### PROMPT
Copy every line of the material below, character for character and with no changes.

### ENTRIES PROVIDED

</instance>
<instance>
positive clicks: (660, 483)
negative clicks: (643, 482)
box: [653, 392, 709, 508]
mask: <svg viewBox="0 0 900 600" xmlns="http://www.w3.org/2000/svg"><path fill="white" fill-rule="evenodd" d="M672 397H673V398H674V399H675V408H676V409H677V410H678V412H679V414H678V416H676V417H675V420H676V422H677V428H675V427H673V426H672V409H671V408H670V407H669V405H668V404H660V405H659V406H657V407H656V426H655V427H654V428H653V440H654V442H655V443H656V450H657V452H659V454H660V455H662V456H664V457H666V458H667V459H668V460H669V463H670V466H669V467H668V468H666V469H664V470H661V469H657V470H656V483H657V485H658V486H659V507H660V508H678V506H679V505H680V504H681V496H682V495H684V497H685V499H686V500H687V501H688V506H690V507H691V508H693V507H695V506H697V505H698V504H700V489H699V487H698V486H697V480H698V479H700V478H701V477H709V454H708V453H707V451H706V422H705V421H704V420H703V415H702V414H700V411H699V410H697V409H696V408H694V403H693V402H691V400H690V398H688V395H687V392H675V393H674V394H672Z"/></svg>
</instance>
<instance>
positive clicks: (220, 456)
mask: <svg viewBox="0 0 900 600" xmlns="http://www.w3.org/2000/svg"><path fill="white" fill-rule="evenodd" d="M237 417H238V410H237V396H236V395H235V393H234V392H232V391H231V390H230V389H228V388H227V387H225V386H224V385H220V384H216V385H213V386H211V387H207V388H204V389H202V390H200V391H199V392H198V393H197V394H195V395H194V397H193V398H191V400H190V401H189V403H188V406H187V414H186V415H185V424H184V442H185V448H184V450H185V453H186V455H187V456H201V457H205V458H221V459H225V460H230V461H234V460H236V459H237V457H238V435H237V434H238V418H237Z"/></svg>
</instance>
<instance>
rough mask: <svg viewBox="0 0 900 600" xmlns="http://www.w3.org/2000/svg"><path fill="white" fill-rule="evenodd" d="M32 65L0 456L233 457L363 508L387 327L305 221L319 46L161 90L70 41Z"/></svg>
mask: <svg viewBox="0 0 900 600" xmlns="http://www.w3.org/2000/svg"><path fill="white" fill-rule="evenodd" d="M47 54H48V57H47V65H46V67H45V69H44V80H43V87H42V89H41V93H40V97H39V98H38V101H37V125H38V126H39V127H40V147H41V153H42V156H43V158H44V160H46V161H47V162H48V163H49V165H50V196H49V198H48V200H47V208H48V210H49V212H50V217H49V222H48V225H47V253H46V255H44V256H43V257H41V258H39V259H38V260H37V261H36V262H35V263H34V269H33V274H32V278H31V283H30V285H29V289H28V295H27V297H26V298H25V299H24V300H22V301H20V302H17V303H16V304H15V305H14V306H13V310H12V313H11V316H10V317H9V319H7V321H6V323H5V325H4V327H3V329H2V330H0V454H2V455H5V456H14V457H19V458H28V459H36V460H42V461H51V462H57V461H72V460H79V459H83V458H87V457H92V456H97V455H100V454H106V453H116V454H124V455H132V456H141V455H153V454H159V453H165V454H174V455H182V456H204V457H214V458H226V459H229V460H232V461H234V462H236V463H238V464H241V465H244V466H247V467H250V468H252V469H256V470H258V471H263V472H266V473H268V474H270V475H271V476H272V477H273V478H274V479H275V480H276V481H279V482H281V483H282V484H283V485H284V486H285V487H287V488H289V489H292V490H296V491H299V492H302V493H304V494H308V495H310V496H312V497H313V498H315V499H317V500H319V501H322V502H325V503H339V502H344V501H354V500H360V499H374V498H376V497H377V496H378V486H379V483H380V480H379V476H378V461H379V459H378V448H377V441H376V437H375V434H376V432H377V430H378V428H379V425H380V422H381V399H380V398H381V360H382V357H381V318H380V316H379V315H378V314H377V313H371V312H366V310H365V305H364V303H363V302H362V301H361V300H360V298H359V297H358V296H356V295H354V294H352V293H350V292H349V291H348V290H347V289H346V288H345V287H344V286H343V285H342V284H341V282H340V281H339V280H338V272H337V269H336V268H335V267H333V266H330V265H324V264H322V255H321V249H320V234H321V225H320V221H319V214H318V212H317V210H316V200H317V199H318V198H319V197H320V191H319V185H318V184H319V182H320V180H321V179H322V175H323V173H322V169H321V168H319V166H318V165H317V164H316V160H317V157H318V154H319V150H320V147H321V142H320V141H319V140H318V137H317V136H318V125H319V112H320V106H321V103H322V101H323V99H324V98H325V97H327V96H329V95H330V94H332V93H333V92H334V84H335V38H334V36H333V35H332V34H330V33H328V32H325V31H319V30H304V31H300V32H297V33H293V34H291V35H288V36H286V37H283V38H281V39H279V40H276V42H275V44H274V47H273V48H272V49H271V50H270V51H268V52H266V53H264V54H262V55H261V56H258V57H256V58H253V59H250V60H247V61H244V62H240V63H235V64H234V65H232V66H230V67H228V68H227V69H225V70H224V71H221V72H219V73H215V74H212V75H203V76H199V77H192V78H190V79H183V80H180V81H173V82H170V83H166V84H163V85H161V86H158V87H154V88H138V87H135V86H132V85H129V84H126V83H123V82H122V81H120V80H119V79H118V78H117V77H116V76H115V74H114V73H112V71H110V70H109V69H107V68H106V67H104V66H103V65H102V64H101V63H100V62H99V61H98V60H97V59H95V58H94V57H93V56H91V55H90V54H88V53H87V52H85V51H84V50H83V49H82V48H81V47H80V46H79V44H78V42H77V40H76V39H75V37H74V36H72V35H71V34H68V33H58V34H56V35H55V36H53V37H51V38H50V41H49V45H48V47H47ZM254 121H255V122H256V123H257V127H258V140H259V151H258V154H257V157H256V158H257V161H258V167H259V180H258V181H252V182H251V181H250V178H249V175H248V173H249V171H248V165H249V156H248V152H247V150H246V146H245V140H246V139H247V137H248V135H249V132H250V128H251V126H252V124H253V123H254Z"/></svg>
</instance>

### FINISHED TASK
</instance>
<instance>
positive clicks: (660, 483)
negative clicks: (643, 482)
box: [653, 392, 709, 508]
mask: <svg viewBox="0 0 900 600" xmlns="http://www.w3.org/2000/svg"><path fill="white" fill-rule="evenodd" d="M672 397H673V398H674V399H675V408H676V409H677V410H678V412H679V414H678V416H676V417H675V420H676V422H677V428H675V427H673V426H672V409H671V408H670V407H669V405H668V404H660V405H659V406H657V407H656V426H655V427H654V428H653V440H654V442H655V443H656V450H657V452H659V454H660V455H662V456H664V457H666V458H667V459H668V460H669V463H670V466H669V467H668V468H666V469H664V470H661V469H657V470H656V483H657V485H658V486H659V507H660V508H678V506H679V505H680V504H681V496H682V495H684V497H685V499H686V500H687V501H688V506H690V507H691V508H693V507H695V506H697V505H698V504H700V489H699V487H698V486H697V480H698V479H700V478H701V477H709V454H708V453H707V451H706V422H705V421H704V420H703V415H702V414H700V411H699V410H697V409H696V408H694V403H693V402H691V400H690V398H688V395H687V392H675V393H674V394H672Z"/></svg>
</instance>
<instance>
positive clicks: (220, 456)
mask: <svg viewBox="0 0 900 600" xmlns="http://www.w3.org/2000/svg"><path fill="white" fill-rule="evenodd" d="M237 417H238V410H237V396H236V395H235V393H234V392H232V391H231V390H230V389H228V388H227V387H225V386H224V385H220V384H216V385H213V386H211V387H207V388H204V389H202V390H200V391H199V392H198V393H197V394H195V395H194V397H193V398H191V400H190V401H189V403H188V406H187V414H186V415H185V424H184V442H185V448H184V450H185V453H186V455H187V456H201V457H205V458H221V459H225V460H230V461H234V460H236V459H237V457H238V435H237V434H238V418H237Z"/></svg>
</instance>
<instance>
rough mask: <svg viewBox="0 0 900 600" xmlns="http://www.w3.org/2000/svg"><path fill="white" fill-rule="evenodd" d="M32 65L0 456L233 457L363 508L387 327L305 221L319 46L161 90L70 41Z"/></svg>
mask: <svg viewBox="0 0 900 600" xmlns="http://www.w3.org/2000/svg"><path fill="white" fill-rule="evenodd" d="M47 54H48V57H47V65H46V67H45V69H44V80H43V87H42V89H41V93H40V97H39V98H38V101H37V125H38V126H39V127H40V147H41V153H42V156H43V158H44V160H46V161H47V162H48V163H49V165H50V196H49V198H48V200H47V208H48V210H49V212H50V217H49V222H48V225H47V253H46V255H44V256H43V257H41V258H39V259H38V260H37V261H36V262H35V263H34V269H33V274H32V278H31V283H30V285H29V289H28V295H27V297H26V298H25V299H24V300H22V301H20V302H17V303H16V304H15V305H14V306H13V310H12V313H11V316H10V317H9V319H7V321H6V323H5V325H4V327H3V329H2V330H0V454H2V455H5V456H14V457H19V458H28V459H36V460H42V461H51V462H57V461H72V460H79V459H83V458H87V457H92V456H97V455H100V454H106V453H116V454H124V455H132V456H141V455H153V454H159V453H165V454H174V455H182V456H204V457H214V458H226V459H229V460H232V461H234V462H236V463H238V464H241V465H244V466H247V467H250V468H252V469H256V470H258V471H263V472H266V473H268V474H270V475H271V476H272V477H273V478H274V479H275V480H276V481H279V482H281V483H282V484H283V485H284V486H285V487H287V488H289V489H292V490H296V491H299V492H302V493H304V494H308V495H310V496H312V497H313V498H315V499H317V500H319V501H322V502H325V503H339V502H344V501H354V500H360V499H374V498H376V497H377V496H378V486H379V483H380V480H379V476H378V461H379V459H378V448H377V441H376V437H375V434H376V432H377V430H378V428H379V425H380V422H381V399H380V398H381V360H382V357H381V318H380V316H379V315H378V314H377V313H371V312H366V310H365V305H364V303H363V302H362V301H361V300H360V298H359V297H358V296H356V295H354V294H352V293H350V292H349V291H348V290H347V289H346V288H345V287H344V286H343V285H342V284H341V282H340V281H339V280H338V272H337V269H336V268H335V267H333V266H330V265H324V264H322V255H321V249H320V234H321V225H320V221H319V214H318V212H317V210H316V200H317V199H318V198H319V197H320V191H319V185H318V184H319V182H320V180H321V179H322V175H323V173H322V169H321V168H319V166H318V165H317V164H316V160H317V157H318V154H319V150H320V147H321V142H320V141H319V140H318V137H317V136H318V125H319V112H320V106H321V103H322V101H323V99H324V98H325V97H327V96H329V95H330V94H332V93H333V92H334V84H335V38H334V36H333V35H332V34H330V33H328V32H325V31H319V30H304V31H300V32H297V33H293V34H291V35H288V36H286V37H283V38H281V39H279V40H276V42H275V44H274V47H273V48H272V49H271V50H270V51H268V52H266V53H264V54H262V55H261V56H258V57H256V58H253V59H250V60H247V61H244V62H240V63H235V64H234V65H232V66H230V67H228V68H227V69H225V70H224V71H221V72H219V73H215V74H212V75H203V76H199V77H192V78H190V79H183V80H180V81H173V82H170V83H166V84H163V85H161V86H158V87H154V88H138V87H135V86H132V85H129V84H126V83H123V82H122V81H120V80H119V79H118V78H117V77H116V76H115V74H114V73H112V71H110V70H109V69H107V68H106V67H104V66H103V65H102V64H101V63H100V62H99V61H98V60H97V59H95V58H94V57H93V56H91V55H90V54H88V53H87V52H85V51H84V50H83V49H82V48H81V47H80V46H79V44H78V42H77V40H76V39H75V37H74V36H72V35H71V34H68V33H58V34H56V35H55V36H53V37H51V38H50V41H49V45H48V47H47ZM254 121H255V122H256V123H257V127H258V140H259V151H258V154H257V157H256V158H257V161H258V167H259V180H258V181H252V182H251V181H250V178H249V175H248V173H249V171H248V165H249V156H248V152H247V150H246V146H245V140H246V139H247V137H248V135H249V132H250V128H251V126H252V124H253V123H254Z"/></svg>
</instance>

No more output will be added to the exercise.